- QUOTED TEXT:

____________

Court name
HC: Land Division (Uganda)
Judgment date
8 December 2016

Wadri v Nuru (Civil Appeal-2014/45) [2016] UGHCLD 63 (08 December 2016);

Cite this case
[2016] UGHCLD 63
Coram
Mubiru, J

THE REPUBLIC OF UGANDA

IN THE HIGH COURT OF UGANDA SITTING AT ARUA

CIVIL APPEAL No. 0045 OF 2014

(Arising from the Arua Chief Magistrates Court Civil Application No. 029 of 2013)

 

KASSIANO WADRI           …………...................................………...      APPELLANT

 

  1.  

 

NURU JUMA           ………...........................................................……     RESPONDENT

     

 

Before: Hon Justice Stephen Mubiru.

 

JUDGMENT

 

The appellant sued the defendant in the Chief Magistrate’s Court of Arua, seeking recovery of two plots of land situate at Baruku village in Arua Municipality. The court entered judgment in favour of the appellant and by a decree dated 31st March 2006, directed the respondent to hand over vacant possession of the land and to pay shs. 23,758,800/= damages inclusive of interest, shs. 16,224,000/= in costs and shs. 2,750,000/= as court bailiffs costs. The respondent had filed a notice of appeal on 10th April 2006 and applied for a certified copy of the record of proceedings. By a post-judgment agreement between the parties, the respondent undertook to hand over vacant possession of the land to the appellant on or before 31st August 2010.

____________

- DATA SECTION:
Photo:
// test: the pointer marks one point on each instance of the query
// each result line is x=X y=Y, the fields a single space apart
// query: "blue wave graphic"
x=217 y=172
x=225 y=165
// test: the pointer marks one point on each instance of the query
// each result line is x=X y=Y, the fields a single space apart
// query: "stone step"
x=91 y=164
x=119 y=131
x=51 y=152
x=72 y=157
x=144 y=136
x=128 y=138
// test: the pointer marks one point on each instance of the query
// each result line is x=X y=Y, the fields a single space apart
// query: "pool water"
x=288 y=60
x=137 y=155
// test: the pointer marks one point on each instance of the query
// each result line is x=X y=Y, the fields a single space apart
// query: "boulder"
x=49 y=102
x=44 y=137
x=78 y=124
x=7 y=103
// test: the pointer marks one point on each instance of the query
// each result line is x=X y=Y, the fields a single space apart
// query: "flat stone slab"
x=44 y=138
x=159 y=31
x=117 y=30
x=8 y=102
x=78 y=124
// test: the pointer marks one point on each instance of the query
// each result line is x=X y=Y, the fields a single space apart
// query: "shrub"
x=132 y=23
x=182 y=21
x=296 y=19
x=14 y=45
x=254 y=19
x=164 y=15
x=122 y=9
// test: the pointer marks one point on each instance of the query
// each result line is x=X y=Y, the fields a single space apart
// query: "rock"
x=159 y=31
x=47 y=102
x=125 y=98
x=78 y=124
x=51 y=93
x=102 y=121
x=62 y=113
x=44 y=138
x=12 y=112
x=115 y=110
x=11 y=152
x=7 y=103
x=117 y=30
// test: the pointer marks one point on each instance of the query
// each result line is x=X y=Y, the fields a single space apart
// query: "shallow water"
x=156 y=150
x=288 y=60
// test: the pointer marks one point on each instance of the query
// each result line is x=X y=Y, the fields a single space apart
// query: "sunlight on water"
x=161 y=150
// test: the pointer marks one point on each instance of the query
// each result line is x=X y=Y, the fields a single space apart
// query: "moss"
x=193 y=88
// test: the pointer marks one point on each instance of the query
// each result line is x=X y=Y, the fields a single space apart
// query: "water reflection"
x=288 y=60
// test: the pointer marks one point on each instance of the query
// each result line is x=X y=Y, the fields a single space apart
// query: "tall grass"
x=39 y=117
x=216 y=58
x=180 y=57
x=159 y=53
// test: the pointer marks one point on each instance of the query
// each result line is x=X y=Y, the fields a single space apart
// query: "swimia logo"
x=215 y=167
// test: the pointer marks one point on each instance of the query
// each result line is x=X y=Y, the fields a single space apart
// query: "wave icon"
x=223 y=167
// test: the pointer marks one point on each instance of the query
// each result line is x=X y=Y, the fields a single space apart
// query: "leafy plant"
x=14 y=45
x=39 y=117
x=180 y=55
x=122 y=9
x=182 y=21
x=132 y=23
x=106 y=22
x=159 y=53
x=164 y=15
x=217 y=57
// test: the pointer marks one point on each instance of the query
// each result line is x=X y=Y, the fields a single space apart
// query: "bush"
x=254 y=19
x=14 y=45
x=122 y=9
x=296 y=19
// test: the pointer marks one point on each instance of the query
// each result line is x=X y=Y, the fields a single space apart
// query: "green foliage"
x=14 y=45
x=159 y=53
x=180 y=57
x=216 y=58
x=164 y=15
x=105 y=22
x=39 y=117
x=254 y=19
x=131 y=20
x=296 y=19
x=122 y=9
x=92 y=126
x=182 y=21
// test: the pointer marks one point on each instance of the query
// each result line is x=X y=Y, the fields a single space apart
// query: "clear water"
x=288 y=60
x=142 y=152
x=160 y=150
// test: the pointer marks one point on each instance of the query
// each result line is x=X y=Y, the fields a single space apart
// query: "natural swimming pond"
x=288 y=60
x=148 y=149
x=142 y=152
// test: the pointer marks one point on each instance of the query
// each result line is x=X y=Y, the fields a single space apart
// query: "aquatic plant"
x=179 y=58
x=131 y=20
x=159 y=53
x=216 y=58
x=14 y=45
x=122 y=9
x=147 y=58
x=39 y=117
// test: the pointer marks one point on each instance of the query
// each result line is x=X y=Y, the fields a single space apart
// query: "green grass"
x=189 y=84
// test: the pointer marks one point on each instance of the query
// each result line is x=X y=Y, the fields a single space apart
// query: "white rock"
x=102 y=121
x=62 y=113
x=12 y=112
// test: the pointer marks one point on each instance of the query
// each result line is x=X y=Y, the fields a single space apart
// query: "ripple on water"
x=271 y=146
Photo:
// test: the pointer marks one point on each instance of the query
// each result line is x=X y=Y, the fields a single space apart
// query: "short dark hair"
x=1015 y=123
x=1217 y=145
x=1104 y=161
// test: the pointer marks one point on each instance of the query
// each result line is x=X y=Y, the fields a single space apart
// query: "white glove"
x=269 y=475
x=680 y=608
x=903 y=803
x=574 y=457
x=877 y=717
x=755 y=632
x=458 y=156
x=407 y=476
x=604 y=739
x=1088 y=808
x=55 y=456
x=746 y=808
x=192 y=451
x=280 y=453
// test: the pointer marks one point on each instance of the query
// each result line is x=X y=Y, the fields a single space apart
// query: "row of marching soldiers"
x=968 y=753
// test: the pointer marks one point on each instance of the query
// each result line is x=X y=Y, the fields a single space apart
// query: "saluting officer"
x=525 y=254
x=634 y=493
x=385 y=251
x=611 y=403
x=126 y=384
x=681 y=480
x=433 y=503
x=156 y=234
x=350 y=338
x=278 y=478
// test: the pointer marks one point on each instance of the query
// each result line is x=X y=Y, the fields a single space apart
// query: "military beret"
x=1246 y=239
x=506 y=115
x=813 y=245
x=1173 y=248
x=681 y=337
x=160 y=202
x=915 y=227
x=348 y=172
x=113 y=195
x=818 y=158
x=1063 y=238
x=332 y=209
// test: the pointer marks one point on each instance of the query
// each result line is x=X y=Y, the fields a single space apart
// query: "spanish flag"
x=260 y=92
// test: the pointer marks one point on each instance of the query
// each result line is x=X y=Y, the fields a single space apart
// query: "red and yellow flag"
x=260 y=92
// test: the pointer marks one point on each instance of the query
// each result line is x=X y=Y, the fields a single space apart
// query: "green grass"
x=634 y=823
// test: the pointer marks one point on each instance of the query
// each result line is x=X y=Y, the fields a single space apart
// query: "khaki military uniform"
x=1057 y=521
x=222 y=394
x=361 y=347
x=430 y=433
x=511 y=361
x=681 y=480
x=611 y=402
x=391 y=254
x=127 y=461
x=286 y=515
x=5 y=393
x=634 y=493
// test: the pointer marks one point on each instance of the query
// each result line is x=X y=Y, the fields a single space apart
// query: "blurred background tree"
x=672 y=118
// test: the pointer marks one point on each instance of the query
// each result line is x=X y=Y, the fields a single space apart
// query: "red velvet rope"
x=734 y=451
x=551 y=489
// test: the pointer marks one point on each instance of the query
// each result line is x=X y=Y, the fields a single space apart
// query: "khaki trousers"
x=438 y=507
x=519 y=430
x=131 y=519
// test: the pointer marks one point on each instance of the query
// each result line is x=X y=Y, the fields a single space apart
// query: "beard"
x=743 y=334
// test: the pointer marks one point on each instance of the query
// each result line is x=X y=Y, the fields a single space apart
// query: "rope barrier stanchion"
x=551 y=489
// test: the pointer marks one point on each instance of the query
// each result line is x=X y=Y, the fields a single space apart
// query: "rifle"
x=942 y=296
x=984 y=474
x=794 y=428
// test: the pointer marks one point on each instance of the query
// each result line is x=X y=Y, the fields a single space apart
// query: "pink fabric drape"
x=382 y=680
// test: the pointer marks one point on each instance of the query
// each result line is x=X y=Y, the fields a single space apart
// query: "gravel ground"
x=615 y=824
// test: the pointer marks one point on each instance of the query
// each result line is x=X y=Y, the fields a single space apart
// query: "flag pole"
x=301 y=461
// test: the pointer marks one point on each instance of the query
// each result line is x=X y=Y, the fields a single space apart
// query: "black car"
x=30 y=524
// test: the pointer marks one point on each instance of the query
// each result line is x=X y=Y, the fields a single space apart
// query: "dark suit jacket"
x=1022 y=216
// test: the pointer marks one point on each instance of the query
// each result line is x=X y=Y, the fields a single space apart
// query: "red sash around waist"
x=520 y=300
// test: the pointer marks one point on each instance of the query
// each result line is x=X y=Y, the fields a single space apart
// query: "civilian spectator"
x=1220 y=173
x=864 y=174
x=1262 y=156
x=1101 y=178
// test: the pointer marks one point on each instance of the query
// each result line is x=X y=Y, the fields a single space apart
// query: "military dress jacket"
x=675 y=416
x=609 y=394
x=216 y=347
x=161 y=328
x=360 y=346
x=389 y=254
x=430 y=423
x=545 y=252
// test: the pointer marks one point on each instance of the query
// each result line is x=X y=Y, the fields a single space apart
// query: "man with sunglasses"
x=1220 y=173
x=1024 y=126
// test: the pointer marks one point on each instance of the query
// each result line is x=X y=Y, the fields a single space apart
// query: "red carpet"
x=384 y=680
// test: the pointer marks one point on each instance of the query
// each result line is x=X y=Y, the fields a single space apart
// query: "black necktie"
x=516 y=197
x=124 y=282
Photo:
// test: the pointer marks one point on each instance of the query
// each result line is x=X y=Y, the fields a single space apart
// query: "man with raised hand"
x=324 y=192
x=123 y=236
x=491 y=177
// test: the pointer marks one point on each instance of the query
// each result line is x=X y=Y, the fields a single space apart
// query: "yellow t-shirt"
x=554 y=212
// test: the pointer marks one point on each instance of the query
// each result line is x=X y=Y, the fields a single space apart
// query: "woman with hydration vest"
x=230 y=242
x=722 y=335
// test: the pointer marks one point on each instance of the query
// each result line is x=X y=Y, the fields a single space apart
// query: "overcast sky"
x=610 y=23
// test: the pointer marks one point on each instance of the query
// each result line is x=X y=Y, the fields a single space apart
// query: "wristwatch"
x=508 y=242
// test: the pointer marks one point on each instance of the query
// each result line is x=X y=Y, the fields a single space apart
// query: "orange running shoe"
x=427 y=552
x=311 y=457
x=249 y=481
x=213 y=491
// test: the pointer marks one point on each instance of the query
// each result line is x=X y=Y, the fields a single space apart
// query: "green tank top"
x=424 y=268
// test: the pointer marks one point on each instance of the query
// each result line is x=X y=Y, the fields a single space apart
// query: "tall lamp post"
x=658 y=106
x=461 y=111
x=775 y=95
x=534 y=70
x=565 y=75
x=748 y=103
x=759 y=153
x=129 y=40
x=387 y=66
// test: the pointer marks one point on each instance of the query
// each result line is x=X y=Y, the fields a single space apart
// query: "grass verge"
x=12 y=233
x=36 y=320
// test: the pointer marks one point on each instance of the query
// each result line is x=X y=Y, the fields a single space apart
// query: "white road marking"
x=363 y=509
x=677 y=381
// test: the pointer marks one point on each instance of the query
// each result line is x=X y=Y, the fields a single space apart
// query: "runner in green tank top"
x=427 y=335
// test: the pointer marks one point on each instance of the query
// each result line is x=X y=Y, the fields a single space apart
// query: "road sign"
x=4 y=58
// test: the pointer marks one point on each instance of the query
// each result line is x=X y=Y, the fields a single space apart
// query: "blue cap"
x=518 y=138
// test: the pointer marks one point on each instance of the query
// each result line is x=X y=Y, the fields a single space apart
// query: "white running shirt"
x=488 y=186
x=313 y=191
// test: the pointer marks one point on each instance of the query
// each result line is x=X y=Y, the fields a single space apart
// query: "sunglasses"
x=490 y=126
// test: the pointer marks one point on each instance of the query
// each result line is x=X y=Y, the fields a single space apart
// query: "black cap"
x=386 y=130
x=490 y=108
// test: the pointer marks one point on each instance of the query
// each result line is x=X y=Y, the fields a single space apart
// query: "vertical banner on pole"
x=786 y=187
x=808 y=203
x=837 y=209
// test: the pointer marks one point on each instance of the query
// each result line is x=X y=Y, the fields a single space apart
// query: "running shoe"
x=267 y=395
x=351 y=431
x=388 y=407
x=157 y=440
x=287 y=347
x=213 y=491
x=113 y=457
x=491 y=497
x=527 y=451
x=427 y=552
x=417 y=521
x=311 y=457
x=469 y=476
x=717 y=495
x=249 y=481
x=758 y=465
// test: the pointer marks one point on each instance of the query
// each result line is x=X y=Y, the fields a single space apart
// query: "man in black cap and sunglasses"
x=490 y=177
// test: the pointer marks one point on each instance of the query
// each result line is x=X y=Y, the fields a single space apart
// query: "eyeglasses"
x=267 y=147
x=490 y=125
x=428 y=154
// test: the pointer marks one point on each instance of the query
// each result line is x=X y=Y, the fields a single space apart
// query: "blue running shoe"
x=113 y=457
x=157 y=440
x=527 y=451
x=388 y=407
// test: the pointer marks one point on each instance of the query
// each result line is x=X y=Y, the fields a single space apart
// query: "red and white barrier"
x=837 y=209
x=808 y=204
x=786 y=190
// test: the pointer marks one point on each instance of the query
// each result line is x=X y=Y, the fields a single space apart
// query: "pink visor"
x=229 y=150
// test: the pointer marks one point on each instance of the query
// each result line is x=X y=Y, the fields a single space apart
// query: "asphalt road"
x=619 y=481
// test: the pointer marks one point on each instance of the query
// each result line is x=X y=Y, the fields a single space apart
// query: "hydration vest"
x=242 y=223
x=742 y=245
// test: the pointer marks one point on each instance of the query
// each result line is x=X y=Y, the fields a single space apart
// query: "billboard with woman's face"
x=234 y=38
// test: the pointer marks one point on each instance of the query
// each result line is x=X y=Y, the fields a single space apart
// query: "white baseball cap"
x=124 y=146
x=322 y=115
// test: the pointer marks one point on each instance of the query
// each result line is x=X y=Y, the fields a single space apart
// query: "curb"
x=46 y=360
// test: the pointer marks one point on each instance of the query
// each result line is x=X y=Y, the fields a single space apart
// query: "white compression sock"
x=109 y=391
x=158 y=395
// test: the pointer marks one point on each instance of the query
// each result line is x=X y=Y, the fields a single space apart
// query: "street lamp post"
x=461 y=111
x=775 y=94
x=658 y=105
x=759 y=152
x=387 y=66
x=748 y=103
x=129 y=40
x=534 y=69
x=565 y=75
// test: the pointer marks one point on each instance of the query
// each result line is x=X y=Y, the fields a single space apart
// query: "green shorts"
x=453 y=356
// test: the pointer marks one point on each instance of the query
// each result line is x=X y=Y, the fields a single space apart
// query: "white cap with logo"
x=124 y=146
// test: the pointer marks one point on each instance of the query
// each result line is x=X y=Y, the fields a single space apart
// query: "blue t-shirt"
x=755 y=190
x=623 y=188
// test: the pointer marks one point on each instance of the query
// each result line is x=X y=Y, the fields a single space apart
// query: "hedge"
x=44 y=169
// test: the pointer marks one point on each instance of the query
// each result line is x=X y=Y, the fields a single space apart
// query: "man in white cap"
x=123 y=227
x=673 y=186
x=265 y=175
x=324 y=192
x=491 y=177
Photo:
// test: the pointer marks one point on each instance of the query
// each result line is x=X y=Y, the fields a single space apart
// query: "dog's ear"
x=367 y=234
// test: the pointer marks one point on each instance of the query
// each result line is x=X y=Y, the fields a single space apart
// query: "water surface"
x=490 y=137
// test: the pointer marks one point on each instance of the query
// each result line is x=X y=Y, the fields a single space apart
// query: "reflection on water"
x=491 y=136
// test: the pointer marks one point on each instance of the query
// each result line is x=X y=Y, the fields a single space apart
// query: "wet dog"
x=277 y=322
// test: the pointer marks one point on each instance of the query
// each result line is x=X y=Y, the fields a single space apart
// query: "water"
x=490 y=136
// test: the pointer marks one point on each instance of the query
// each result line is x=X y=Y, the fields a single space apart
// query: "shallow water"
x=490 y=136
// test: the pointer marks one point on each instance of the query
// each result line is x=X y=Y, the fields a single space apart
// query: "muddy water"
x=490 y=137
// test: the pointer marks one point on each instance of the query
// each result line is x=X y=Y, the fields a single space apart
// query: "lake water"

____________

Answer these from the judgment:
1. Which judge heard the appeal?
2. On what date was the judgment delivered?
3. Under the post-judgment agreement, by what date did the respondent undertake to hand over vacant possession of the land?
The entries after the judgment are separate material and are not part of it.

- ANSWER TO THE EXERCISE:
1. Hon Justice Stephen Mubiru
2. 8 December 2016
3. On or before 31st August 2010